● **Request**
State how many lines in the data below contain the string "horse", treating uppercase and lowercase as different. Reply with the number only.

Contour annotation data
◆ ◆ ◆ ◆
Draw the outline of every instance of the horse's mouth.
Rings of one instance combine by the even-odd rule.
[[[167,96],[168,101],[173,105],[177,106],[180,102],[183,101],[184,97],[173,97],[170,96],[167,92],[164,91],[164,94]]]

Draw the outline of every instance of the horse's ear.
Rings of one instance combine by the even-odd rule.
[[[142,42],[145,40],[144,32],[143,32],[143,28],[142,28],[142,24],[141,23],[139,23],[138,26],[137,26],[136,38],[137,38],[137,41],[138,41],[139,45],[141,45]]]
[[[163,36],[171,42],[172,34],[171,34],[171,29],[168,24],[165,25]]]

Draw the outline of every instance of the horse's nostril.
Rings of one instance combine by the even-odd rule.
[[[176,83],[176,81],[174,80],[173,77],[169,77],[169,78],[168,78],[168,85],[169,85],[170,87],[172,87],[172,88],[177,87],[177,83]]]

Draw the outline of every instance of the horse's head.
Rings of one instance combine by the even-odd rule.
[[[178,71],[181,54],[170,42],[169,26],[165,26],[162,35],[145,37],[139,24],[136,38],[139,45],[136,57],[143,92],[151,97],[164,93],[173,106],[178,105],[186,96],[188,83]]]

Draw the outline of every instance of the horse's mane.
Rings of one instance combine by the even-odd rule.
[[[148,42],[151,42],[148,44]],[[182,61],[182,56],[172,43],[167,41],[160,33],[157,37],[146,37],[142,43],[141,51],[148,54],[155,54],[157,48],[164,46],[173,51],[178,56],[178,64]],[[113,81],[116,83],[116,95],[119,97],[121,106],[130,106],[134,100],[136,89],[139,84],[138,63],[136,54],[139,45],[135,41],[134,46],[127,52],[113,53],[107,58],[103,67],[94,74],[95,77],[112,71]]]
◆ ◆ ◆ ◆
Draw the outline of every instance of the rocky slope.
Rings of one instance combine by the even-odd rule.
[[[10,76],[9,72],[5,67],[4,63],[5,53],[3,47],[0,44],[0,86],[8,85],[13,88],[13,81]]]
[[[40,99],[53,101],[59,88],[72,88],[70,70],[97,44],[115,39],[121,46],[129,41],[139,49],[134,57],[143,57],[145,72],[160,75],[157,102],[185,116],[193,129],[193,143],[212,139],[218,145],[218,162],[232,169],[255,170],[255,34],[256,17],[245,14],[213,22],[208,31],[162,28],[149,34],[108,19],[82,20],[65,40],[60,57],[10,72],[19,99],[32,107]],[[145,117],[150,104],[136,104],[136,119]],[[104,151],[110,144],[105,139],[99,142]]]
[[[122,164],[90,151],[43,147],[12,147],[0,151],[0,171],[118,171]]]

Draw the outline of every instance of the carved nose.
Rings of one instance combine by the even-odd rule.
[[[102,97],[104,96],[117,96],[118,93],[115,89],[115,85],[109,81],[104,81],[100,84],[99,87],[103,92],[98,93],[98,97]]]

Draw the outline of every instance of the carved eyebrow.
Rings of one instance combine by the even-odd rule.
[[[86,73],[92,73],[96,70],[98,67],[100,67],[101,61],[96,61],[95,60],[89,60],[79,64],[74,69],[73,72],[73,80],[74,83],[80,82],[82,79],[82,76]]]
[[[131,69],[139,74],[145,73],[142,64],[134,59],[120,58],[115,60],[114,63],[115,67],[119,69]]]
◆ ◆ ◆ ◆
● **Exercise response**
5